* [DIRECTIONS FOR THIS TASK] Could you set out every line of these records as a Markdown table with the columns Row and Line, leaving out the blank lines?

begin MATERIAL FOR THIS TASK

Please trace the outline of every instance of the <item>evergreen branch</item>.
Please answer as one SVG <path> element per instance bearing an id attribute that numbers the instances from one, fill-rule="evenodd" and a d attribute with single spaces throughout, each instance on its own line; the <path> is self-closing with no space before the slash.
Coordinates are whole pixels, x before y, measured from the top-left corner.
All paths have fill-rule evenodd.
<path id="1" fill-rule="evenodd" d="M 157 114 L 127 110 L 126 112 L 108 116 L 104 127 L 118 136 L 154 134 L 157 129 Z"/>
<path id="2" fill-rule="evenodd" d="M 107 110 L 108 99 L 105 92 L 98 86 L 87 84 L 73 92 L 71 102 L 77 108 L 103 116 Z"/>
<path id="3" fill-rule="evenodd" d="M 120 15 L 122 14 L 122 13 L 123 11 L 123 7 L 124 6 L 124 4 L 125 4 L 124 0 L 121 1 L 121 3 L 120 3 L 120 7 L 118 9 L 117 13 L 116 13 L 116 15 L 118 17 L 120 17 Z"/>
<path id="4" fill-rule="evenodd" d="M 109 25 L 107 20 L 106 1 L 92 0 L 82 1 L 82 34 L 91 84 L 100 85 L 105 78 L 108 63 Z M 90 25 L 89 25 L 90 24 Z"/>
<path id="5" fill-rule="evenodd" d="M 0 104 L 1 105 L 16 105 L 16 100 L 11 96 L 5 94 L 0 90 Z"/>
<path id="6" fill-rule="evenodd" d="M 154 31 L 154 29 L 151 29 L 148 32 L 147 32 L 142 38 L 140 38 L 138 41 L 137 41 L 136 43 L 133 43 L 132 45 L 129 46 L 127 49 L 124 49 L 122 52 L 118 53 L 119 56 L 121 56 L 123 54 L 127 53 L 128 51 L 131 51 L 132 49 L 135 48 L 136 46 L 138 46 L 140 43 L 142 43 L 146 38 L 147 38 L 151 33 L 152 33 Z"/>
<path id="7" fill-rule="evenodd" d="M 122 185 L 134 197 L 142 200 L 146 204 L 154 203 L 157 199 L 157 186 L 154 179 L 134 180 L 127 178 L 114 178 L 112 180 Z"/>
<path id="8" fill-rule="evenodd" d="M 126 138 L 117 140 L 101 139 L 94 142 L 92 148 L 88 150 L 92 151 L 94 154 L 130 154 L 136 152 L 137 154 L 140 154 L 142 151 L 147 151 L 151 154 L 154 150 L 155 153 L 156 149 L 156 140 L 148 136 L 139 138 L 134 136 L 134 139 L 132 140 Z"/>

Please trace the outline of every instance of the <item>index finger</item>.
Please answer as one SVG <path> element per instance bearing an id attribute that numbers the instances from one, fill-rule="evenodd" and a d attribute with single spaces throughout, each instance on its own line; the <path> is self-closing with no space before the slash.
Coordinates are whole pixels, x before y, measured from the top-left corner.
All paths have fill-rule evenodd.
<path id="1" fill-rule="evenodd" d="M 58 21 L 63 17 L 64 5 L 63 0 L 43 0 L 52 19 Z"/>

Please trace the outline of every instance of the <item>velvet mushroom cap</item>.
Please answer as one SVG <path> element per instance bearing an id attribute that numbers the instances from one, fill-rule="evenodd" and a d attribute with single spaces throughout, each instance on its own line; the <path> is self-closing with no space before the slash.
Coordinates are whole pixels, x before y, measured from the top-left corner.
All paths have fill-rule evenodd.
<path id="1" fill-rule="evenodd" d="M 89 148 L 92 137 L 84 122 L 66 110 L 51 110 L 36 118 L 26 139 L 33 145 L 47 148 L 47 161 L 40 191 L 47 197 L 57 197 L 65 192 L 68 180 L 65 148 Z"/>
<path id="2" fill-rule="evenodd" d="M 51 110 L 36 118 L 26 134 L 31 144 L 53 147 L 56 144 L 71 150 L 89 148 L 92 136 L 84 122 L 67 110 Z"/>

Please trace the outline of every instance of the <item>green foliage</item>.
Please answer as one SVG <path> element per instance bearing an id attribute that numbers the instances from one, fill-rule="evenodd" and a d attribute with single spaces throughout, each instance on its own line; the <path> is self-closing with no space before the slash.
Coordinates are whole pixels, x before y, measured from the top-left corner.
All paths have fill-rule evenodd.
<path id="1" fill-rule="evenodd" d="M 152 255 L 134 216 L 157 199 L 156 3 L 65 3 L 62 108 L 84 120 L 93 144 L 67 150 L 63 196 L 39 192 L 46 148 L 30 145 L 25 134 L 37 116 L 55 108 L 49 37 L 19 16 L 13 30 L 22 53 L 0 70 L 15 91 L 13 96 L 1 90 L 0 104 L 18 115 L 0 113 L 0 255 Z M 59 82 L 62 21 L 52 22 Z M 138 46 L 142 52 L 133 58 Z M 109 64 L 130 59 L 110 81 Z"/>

end MATERIAL FOR THIS TASK

* [COMPLETE RESPONSE]
| Row | Line |
|---|---|
| 1 | Please trace the outline of every instance of the <item>evergreen branch</item>. |
| 2 | Please answer as one SVG <path> element per instance bearing an id attribute that numbers the instances from one, fill-rule="evenodd" and a d attribute with single spaces throughout, each instance on its own line; the <path> is self-closing with no space before the slash. |
| 3 | Coordinates are whole pixels, x before y, measured from the top-left corner. |
| 4 | All paths have fill-rule evenodd. |
| 5 | <path id="1" fill-rule="evenodd" d="M 157 114 L 127 110 L 126 112 L 108 116 L 104 127 L 118 136 L 154 134 L 157 129 Z"/> |
| 6 | <path id="2" fill-rule="evenodd" d="M 107 110 L 108 99 L 105 92 L 98 86 L 87 84 L 73 92 L 71 102 L 77 108 L 103 116 Z"/> |
| 7 | <path id="3" fill-rule="evenodd" d="M 120 15 L 122 14 L 122 13 L 123 11 L 123 7 L 124 6 L 124 4 L 125 4 L 124 0 L 121 1 L 121 3 L 120 3 L 120 7 L 118 9 L 117 13 L 116 13 L 116 15 L 118 17 L 120 17 Z"/> |
| 8 | <path id="4" fill-rule="evenodd" d="M 109 25 L 107 20 L 106 1 L 92 0 L 82 1 L 82 34 L 91 84 L 100 85 L 105 78 L 108 63 Z M 90 25 L 89 25 L 90 24 Z"/> |
| 9 | <path id="5" fill-rule="evenodd" d="M 0 104 L 1 105 L 16 105 L 16 100 L 11 96 L 5 94 L 0 90 Z"/> |
| 10 | <path id="6" fill-rule="evenodd" d="M 154 31 L 154 29 L 151 29 L 148 32 L 147 32 L 142 38 L 140 38 L 138 41 L 137 41 L 136 43 L 133 43 L 132 45 L 129 46 L 127 49 L 124 49 L 122 52 L 118 53 L 119 56 L 121 56 L 123 54 L 127 53 L 128 51 L 131 51 L 132 49 L 135 48 L 136 46 L 138 46 L 140 43 L 142 43 L 146 38 L 147 38 L 151 33 L 152 33 Z"/> |
| 11 | <path id="7" fill-rule="evenodd" d="M 122 185 L 134 197 L 142 200 L 146 204 L 154 203 L 157 199 L 157 186 L 154 179 L 134 180 L 127 178 L 114 178 L 112 180 Z"/> |
| 12 | <path id="8" fill-rule="evenodd" d="M 126 138 L 117 140 L 101 139 L 94 142 L 92 148 L 88 150 L 92 151 L 94 154 L 130 154 L 136 152 L 137 154 L 140 154 L 142 151 L 147 151 L 151 154 L 154 150 L 155 153 L 156 149 L 156 140 L 148 136 L 139 138 L 134 136 L 134 139 L 132 140 Z"/> |
| 13 | Please trace the outline of every instance of the <item>index finger</item>. |
| 14 | Please answer as one SVG <path> element per instance bearing an id attribute that numbers the instances from one, fill-rule="evenodd" and a d attribute with single spaces throughout, each instance on its own line; the <path> is self-closing with no space before the slash. |
| 15 | Coordinates are whole pixels, x before y, measured from the top-left corner. |
| 16 | All paths have fill-rule evenodd. |
| 17 | <path id="1" fill-rule="evenodd" d="M 58 21 L 63 17 L 64 5 L 63 0 L 43 0 L 52 19 Z"/> |
| 18 | Please trace the outline of every instance of the <item>velvet mushroom cap</item>. |
| 19 | Please answer as one SVG <path> element per instance bearing an id attribute that numbers the instances from one, fill-rule="evenodd" and a d attribute with single spaces throughout, each instance on its own line; the <path> is self-closing with no space before the slash. |
| 20 | Coordinates are whole pixels, x before y, measured from the top-left corner. |
| 21 | All paths have fill-rule evenodd. |
| 22 | <path id="1" fill-rule="evenodd" d="M 89 148 L 92 137 L 84 122 L 66 110 L 51 110 L 36 118 L 26 139 L 33 145 L 47 148 L 47 161 L 40 191 L 47 197 L 57 197 L 65 192 L 68 180 L 65 148 Z"/> |
| 23 | <path id="2" fill-rule="evenodd" d="M 51 110 L 36 118 L 26 134 L 31 144 L 53 147 L 56 144 L 71 150 L 89 148 L 92 136 L 84 122 L 67 110 Z"/> |
| 24 | Please trace the outline of every instance of the <item>green foliage</item>. |
| 25 | Please answer as one SVG <path> element per instance bearing an id attribute that numbers the instances from one, fill-rule="evenodd" and a d attribute with single spaces throughout, each instance on its own line; the <path> is self-closing with no space before the slash. |
| 26 | Coordinates are whole pixels, x before y, measured from the top-left corner. |
| 27 | All paths have fill-rule evenodd. |
| 28 | <path id="1" fill-rule="evenodd" d="M 152 255 L 134 216 L 157 199 L 156 3 L 65 3 L 62 108 L 84 120 L 93 144 L 67 150 L 63 196 L 39 192 L 46 148 L 30 145 L 25 134 L 37 116 L 55 108 L 49 37 L 19 16 L 13 30 L 22 53 L 0 70 L 15 91 L 13 96 L 1 90 L 0 104 L 18 115 L 0 113 L 0 255 Z M 59 82 L 62 21 L 52 22 Z M 138 46 L 142 52 L 133 58 Z M 109 64 L 130 59 L 110 81 Z"/> |